> _Reading passage_
So let the Chaos continue and let it settle out in its own way in its own time.

I'm no fan of Mrs. Clinton, let me tell you, and if I had my druthers, there's no way she would be allowed to run things from the White House, but I'm not in a position to do anything about that. I voted for Bernie and Stein, but my vote didn't matter in the end.

I would not, however, under ANY circumstances, vote for or support Mr. Trump and his band of thieves and mountebanks. Never. Much as I don't want Mrs. Clinton in the White House  (again), I don't want him anywhere near it.

What I've seen is that the Democratic nomenklatura has almost all lined up in support of Trump's ascendancy. They have made their peace with what is to come and appear to be looking forward to another four years of bashing away at their political rivals. It's what they do. It's essentially all they do: hold the Rs up to ridicule and promote fear. They have shown that they have little or no interest in serving the People. They are instead the Peanut Gallery, booing the Bad Guys. That's where they want to be. That's where they are comfortable.

At the present time, they seem to have no interest in winning elections, either.

If I had my druthers, I'd RICO both major parties into oblivion. But that's not my choice to have, and we live with what we've got.

That's a mess.

> _Problem description_
Transcribe the commentary on the presidential election and the two major parties word for word, from the first line to the last.

> _Stored data_

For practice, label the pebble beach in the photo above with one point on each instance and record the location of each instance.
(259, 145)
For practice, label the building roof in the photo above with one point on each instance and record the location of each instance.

> _Worked solution_
So let the Chaos continue and let it settle out in its own way in its own time.

I'm no fan of Mrs. Clinton, let me tell you, and if I had my druthers, there's no way she would be allowed to run things from the White House, but I'm not in a position to do anything about that. I voted for Bernie and Stein, but my vote didn't matter in the end.

I would not, however, under ANY circumstances, vote for or support Mr. Trump and his band of thieves and mountebanks. Never. Much as I don't want Mrs. Clinton in the White House  (again), I don't want him anywhere near it.

What I've seen is that the Democratic nomenklatura has almost all lined up in support of Trump's ascendancy. They have made their peace with what is to come and appear to be looking forward to another four years of bashing away at their political rivals. It's what they do. It's essentially all they do: hold the Rs up to ridicule and promote fear. They have shown that they have little or no interest in serving the People. They are instead the Peanut Gallery, booing the Bad Guys. That's where they want to be. That's where they are comfortable.

At the present time, they seem to have no interest in winning elections, either.

If I had my druthers, I'd RICO both major parties into oblivion. But that's not my choice to have, and we live with what we've got.

That's a mess.